## Stated goal
Copy out all of the material exactly.

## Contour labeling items
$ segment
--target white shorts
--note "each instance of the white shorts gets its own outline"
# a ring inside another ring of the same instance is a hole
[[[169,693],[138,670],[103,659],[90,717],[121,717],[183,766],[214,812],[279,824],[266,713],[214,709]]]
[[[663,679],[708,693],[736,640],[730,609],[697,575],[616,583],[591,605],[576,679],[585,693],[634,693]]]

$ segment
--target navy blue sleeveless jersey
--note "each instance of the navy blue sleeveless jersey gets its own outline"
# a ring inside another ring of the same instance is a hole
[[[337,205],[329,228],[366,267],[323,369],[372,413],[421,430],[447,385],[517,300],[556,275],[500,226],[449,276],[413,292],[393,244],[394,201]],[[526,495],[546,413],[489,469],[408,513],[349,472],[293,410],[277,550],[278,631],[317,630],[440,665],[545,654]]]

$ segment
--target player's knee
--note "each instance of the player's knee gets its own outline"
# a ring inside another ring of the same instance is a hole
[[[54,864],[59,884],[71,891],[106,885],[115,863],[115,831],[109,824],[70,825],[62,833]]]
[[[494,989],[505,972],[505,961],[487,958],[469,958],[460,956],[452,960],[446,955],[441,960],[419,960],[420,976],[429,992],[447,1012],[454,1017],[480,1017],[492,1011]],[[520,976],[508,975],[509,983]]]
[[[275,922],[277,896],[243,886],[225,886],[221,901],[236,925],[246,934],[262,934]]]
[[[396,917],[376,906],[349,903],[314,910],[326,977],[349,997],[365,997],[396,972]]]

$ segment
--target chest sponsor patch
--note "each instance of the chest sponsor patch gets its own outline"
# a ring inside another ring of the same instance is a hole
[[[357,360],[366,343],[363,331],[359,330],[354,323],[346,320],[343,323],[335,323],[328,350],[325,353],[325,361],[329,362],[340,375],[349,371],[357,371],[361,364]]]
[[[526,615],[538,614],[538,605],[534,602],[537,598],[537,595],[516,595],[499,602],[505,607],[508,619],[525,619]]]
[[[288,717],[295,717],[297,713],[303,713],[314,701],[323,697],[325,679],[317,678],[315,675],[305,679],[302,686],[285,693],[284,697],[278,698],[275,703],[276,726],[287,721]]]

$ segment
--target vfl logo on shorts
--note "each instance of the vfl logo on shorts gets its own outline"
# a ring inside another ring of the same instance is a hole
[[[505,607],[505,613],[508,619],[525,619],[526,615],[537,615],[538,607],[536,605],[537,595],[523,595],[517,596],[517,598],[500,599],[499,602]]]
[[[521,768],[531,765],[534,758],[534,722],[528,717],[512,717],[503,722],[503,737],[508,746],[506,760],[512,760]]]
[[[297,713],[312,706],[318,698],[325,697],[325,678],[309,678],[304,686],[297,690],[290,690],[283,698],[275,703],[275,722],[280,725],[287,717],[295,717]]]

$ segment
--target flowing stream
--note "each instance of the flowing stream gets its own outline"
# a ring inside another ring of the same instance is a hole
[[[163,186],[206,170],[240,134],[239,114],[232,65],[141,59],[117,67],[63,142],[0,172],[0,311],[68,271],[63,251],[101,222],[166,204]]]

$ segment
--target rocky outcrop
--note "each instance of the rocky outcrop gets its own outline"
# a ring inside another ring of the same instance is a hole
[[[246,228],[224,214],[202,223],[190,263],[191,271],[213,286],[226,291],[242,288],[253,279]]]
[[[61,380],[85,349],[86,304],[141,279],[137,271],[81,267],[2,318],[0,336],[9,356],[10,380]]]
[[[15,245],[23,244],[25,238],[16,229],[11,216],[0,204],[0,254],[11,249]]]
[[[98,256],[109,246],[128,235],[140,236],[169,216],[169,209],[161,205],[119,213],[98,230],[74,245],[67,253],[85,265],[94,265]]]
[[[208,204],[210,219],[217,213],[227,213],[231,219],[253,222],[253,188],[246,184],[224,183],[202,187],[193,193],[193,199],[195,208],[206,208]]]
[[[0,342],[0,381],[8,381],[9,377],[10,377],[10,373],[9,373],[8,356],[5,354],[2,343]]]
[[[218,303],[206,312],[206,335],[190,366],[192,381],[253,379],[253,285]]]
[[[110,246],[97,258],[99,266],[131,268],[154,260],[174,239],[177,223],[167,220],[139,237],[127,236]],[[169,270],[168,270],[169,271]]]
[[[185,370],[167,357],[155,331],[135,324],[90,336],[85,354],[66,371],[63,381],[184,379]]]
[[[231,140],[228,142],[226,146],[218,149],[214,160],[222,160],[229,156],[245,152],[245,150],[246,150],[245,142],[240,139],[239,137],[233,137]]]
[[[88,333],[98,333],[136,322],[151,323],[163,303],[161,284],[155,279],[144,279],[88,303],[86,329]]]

## Answer for this exercise
$ segment
--target white shorts
--note "each instance of the white shorts gets its own outline"
# a ring inside another ring of the same instance is a hole
[[[169,693],[138,670],[103,659],[90,717],[121,717],[183,766],[214,812],[279,824],[266,713],[214,709]]]
[[[663,679],[708,693],[736,640],[730,609],[697,575],[616,583],[591,605],[576,679],[585,693],[634,693]]]

$ segment
--target navy blue sleeveless jersey
--note "each instance of the navy blue sleeveless jersey gets its own outline"
# a ring inside another ring of the same instance is a hole
[[[337,205],[329,228],[366,267],[323,369],[372,413],[421,430],[447,385],[517,300],[556,275],[500,226],[449,276],[413,292],[393,244],[394,201]],[[526,495],[546,413],[489,469],[408,513],[349,472],[293,410],[277,550],[278,631],[317,630],[440,665],[545,654]]]

$ segment
--target player's knee
--note "each instance of the player's knee gets its own outline"
# a ring inside another ring of the same instance is a hole
[[[54,864],[59,884],[71,891],[106,885],[115,863],[115,831],[109,824],[70,825],[62,833]]]
[[[494,989],[505,972],[505,961],[487,958],[469,958],[460,956],[452,960],[446,955],[441,960],[419,960],[420,976],[429,992],[447,1012],[454,1017],[480,1017],[492,1011]],[[520,976],[508,975],[509,983]]]
[[[275,922],[277,896],[243,886],[225,886],[221,901],[236,925],[246,934],[262,934]]]
[[[396,917],[376,906],[349,903],[314,910],[326,977],[349,997],[365,997],[396,972]]]

$ segment
--target chest sponsor patch
--note "each instance of the chest sponsor patch gets its own outline"
# a ring inside another ring of the same instance is a hole
[[[357,360],[366,343],[363,331],[359,330],[354,323],[346,320],[343,323],[335,323],[328,350],[325,353],[325,361],[329,362],[340,375],[349,371],[357,371],[361,364]]]
[[[526,615],[538,614],[538,605],[534,602],[537,598],[537,595],[516,595],[499,602],[505,607],[508,619],[525,619]]]
[[[288,717],[295,717],[297,713],[303,713],[314,701],[323,697],[325,679],[317,678],[315,675],[305,679],[302,686],[285,693],[284,697],[278,698],[275,703],[276,726],[287,721]]]

$ segment
--target vfl logo on shorts
--note "each instance of the vfl logo on shorts gets its own outline"
# a ring inside another ring of the same instance is a hole
[[[505,607],[505,613],[508,619],[525,619],[526,615],[537,615],[538,607],[536,605],[537,595],[523,595],[517,596],[517,598],[500,599],[499,602]]]
[[[521,768],[531,765],[534,758],[534,722],[528,717],[512,717],[503,722],[503,737],[508,746],[506,760],[512,760]]]
[[[297,713],[312,706],[318,698],[325,697],[325,678],[309,678],[304,686],[297,690],[290,690],[283,698],[275,703],[275,722],[280,725],[287,717],[295,717]]]

$ segment
--target flowing stream
--note "each instance of the flowing stream gets its own outline"
# a ring inside another ring of the same instance is a hole
[[[163,186],[206,170],[240,134],[239,114],[232,65],[141,59],[117,67],[63,142],[0,172],[0,311],[68,271],[63,251],[101,222],[166,204]]]

$ segment
--target rocky outcrop
--note "each instance of the rocky outcrop gets its own outline"
# a ring inside another ring of the same instance is a hole
[[[246,228],[224,214],[202,223],[190,263],[191,271],[213,286],[226,291],[242,288],[253,279]]]
[[[61,380],[85,349],[86,304],[141,279],[137,271],[81,267],[2,318],[0,336],[9,356],[10,380]]]
[[[15,245],[23,244],[25,238],[16,229],[11,216],[0,204],[0,254],[11,249]]]
[[[98,256],[109,246],[128,235],[140,236],[169,216],[169,209],[161,205],[119,213],[98,230],[74,245],[67,253],[85,265],[94,265]]]
[[[208,204],[210,219],[217,213],[227,213],[231,219],[253,222],[253,188],[246,184],[224,183],[202,187],[193,193],[193,199],[195,208],[206,208]]]
[[[0,342],[0,381],[8,381],[9,377],[10,377],[10,373],[9,373],[8,356],[5,354],[2,343]]]
[[[218,303],[206,312],[206,335],[190,366],[192,381],[253,379],[253,285]]]
[[[110,246],[97,258],[99,266],[131,268],[154,260],[174,239],[177,223],[167,220],[139,237],[127,236]],[[169,270],[168,270],[169,271]]]
[[[185,370],[167,357],[155,331],[135,324],[90,336],[85,354],[66,371],[63,381],[184,379]]]
[[[231,140],[228,142],[226,146],[218,149],[214,160],[222,160],[229,156],[245,152],[245,150],[246,150],[245,142],[240,139],[239,137],[233,137]]]
[[[88,333],[98,333],[136,322],[151,323],[163,303],[161,284],[155,279],[144,279],[88,303],[86,329]]]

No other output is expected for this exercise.